• [AIM OF THE EXERCISE]: The answer should be every line below, retyped exactly.

------ EXTRACTED ENTRIES

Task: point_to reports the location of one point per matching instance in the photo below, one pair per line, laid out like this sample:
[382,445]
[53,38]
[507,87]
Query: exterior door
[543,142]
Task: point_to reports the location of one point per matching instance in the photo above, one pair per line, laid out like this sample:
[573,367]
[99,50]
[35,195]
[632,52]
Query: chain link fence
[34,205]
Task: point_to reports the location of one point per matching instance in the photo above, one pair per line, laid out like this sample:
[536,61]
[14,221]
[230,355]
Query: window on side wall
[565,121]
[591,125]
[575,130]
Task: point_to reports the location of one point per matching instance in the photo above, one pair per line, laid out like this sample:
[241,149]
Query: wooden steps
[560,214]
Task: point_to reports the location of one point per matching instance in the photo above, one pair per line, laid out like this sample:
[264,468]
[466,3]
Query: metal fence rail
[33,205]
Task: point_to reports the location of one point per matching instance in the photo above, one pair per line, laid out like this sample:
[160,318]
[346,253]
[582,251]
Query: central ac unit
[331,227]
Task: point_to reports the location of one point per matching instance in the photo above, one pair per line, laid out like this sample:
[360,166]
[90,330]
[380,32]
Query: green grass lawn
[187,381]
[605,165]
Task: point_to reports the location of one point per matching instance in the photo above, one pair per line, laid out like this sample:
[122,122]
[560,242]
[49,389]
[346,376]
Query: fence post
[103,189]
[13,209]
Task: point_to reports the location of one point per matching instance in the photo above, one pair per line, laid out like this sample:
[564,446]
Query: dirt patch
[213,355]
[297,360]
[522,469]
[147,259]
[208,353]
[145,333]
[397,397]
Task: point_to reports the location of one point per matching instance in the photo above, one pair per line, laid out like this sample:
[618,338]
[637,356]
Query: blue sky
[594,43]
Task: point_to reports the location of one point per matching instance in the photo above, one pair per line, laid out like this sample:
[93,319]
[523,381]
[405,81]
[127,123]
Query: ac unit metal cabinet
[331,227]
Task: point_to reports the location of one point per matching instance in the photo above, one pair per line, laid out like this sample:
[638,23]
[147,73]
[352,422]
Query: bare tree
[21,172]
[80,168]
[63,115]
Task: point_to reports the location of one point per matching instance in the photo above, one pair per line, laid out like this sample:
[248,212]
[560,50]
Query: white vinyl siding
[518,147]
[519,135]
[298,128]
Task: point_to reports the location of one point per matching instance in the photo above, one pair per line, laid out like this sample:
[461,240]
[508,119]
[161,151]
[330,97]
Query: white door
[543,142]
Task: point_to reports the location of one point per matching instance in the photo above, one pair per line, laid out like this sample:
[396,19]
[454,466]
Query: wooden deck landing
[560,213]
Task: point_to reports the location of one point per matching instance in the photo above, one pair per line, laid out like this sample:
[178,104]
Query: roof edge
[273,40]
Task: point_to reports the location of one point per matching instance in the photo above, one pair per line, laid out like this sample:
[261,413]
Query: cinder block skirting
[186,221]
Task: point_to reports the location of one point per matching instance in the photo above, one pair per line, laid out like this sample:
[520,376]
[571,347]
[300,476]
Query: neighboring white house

------------

• [RESULT]:
Task: point_to reports the location of one point per matching instance in the photo below, one pair per line, laid out like this sample:
[382,445]
[53,38]
[507,87]
Query: exterior door
[543,142]
Task: point_to reports the location of one point per matching instance in the photo above, one pair per line, laid out like this sample:
[573,367]
[99,50]
[35,195]
[632,52]
Query: chain link fence
[34,205]
Task: point_to reports the location of one point per matching instance in the photo above, one pair per line, laid out like this sample:
[536,61]
[14,221]
[230,355]
Query: window on side wall
[565,121]
[591,125]
[575,130]
Task: point_to reports the location of one point per matching instance in the photo above, one pair per line, laid out like this sample:
[241,149]
Query: wooden steps
[560,214]
Task: point_to reports the location of one point per matching instance in the photo above, one pair per line, laid out like this sample:
[264,468]
[466,3]
Query: metal fence rail
[33,205]
Task: point_to reports the location of one point per matching instance in the photo above, one pair per line, laid out like this sample:
[160,318]
[346,253]
[582,251]
Query: central ac unit
[331,227]
Task: point_to reports the location of one point per matching instance in the photo above, one pair per line, laid out like this sample:
[360,166]
[90,330]
[380,32]
Query: green grass lawn
[187,381]
[605,165]
Task: point_to reports the location of one point per matching instance in the photo above, one pair per line, laid out like this sample:
[122,122]
[560,242]
[49,389]
[346,376]
Query: fence post
[103,189]
[13,209]
Task: point_to reports the location of one point per matching instance in the photo above, one pair per line, laid out like this sample:
[564,446]
Query: dirt patch
[213,355]
[297,360]
[522,469]
[147,259]
[208,353]
[145,333]
[397,397]
Task: point_to reports the location of one point per matching instance in the photo above, one pair per line, laid out like this sample:
[618,338]
[637,356]
Query: blue sky
[594,43]
Task: point_to reports the location of one point per matching instance in the photo above, one pair per line, laid out like this sample:
[93,319]
[523,381]
[405,81]
[127,123]
Query: ac unit metal cabinet
[331,227]
Task: point_to reports the location of one point per matching instance in the photo above, one pair per line, laid out like this sample:
[638,23]
[147,73]
[352,422]
Query: bare tree
[21,172]
[80,168]
[63,115]
Task: point_to reports the location of one point per matching instance in the photo above, one pair per line, laid out like this sample:
[248,212]
[560,50]
Query: white vinyl siding
[518,147]
[519,135]
[298,128]
Task: point_to reports the location of one point per matching instance in the photo above, one pair per line, laid out like this sample:
[461,240]
[508,119]
[161,151]
[330,97]
Query: white door
[543,142]
Task: point_to reports the location of one point per matching instance in the photo above, one pair per line, laid out like this sample:
[396,19]
[454,466]
Query: wooden deck landing
[560,213]
Task: point_to reports the location of one point per matching instance in the photo above, one pair per line, laid out like this sample:
[178,104]
Query: roof edge
[273,40]
Task: point_to reports the location of one point per matching instance in the photo above, one pair per line, laid out like this sample:
[261,413]
Query: cinder block skirting
[186,221]
Task: point_to reports the location of one point per matching instance in the photo above, one pair per line, laid out like this sample:
[520,376]
[571,347]
[300,476]
Query: neighboring white house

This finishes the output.